--- Provided passage ---
---

The FDA has approved a once-a-day pill that combines two drugs to treat hepatitis C, the deadly virus that attacks the liver and is believed to infect 3.2 million Americans.
The new product brings several advances, but it also has a steep price tag, reported at $1,125 per tablet. NPR's Michaeleen Doucleff reports:
"The treatment, made by Gilead Sciences, bypasses the need for any injections or older drugs that have serious side effects.
"The therapy is called Harvoni, and it combines two new drugs into a single pill that's taken once a day. Gilead says the pill cures more than 93 percent of patients, sometimes in as little time as eight weeks.
"But the new drug is expensive. The cost will range from $63,000 to nearly $95,000 for a full course of the drug."
Announcing the approval of Harvoni Friday, the California-based Gilead Sciences included this quote from Dr. Nezam Afdhal, the director of hepatology at Beth Israel Deaconess Medical Center, who was involved in the clinical trials:
"By providing very high cure rates in as little as eight weeks and completely eliminating the need for interferon and ribavirin, which are challenging to take and tolerate, Harvoni significantly advances treatment for patients with the most common form of hepatitis C in the United States."
The pill's maker reported billions of dollars in sales of a related drug that was approved last year. One of the components of Harvoni is that drug, called Sovaldi, which Gilead Sciences also makes. As NPR's Shots blog reported earlier this year, Sovaldi's $1,000-a-day price tag helped the company break a sales record for a new drug when it reported selling "$2.27 billion worth of Sovaldi in the quarter that ended March 31."

---

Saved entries

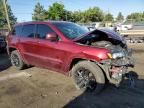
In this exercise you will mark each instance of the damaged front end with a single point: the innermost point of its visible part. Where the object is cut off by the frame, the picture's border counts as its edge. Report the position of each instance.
(117, 66)
(119, 56)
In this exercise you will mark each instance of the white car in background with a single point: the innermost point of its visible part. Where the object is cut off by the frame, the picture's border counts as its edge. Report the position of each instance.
(122, 27)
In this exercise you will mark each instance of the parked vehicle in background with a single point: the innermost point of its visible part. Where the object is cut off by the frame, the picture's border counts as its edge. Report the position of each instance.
(124, 26)
(91, 58)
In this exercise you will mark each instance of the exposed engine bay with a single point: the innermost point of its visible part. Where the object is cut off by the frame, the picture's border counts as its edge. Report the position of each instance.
(121, 58)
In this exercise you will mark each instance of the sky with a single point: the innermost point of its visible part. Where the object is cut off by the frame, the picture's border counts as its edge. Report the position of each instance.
(23, 9)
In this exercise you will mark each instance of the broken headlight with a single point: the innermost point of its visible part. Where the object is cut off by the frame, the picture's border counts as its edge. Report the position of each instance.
(118, 55)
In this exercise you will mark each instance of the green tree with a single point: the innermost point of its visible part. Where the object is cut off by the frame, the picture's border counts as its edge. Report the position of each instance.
(56, 12)
(93, 15)
(39, 13)
(120, 17)
(108, 17)
(12, 18)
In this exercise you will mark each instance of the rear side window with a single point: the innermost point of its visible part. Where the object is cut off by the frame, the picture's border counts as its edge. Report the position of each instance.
(28, 30)
(17, 31)
(42, 30)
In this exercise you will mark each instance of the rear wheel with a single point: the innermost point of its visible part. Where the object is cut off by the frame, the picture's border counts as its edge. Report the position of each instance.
(88, 76)
(16, 60)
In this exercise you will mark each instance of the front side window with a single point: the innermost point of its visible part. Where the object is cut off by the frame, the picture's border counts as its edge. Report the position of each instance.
(70, 30)
(42, 30)
(28, 30)
(17, 31)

---

--- Actions to take ---
**a)** List every drug named in the hepatitis C pill article above.
**b)** According to the hepatitis C pill article above, what percentage of patients does Gilead say Harvoni cures?
**c)** Pick up the hepatitis C pill article after its final sentence and keep writing it.

--- Answer set ---
**a)** Harvoni, interferon, ribavirin, Sovaldi

**b)** More than 93 percent.

**c)**
"We didn't really say, 'We want to charge $1,000 a pill,' " Gilead executive Gregg Alton has said of Sovaldi's price. "We're just looking at what we think was a fair price for the value that we're bringing into the health care system and to the patients."
In a follow-up post in May, Shots noted that Medicare had shifted its policies to cover Sovaldi, following hepatitis C treatment guidelines from the medical community.
The move came days after NPR reported the story of an Arizona man who was on the verge of developing cirrhosis -– and couldn't afford the $150,000 Sovaldi and another drug would cost. A representative of the Centers for Medicare and Medicaid Services contacted NPR to say that changing the agency's coverage policies has been a slow process.
Speaking about the new regimen yesterday, Dr. Edward Cox of the FDA's Center for Drug Evaluation and Research said, "With the development and approval of new treatments for hepatitis C virus, we are changing the treatment paradigm for Americans living with the disease."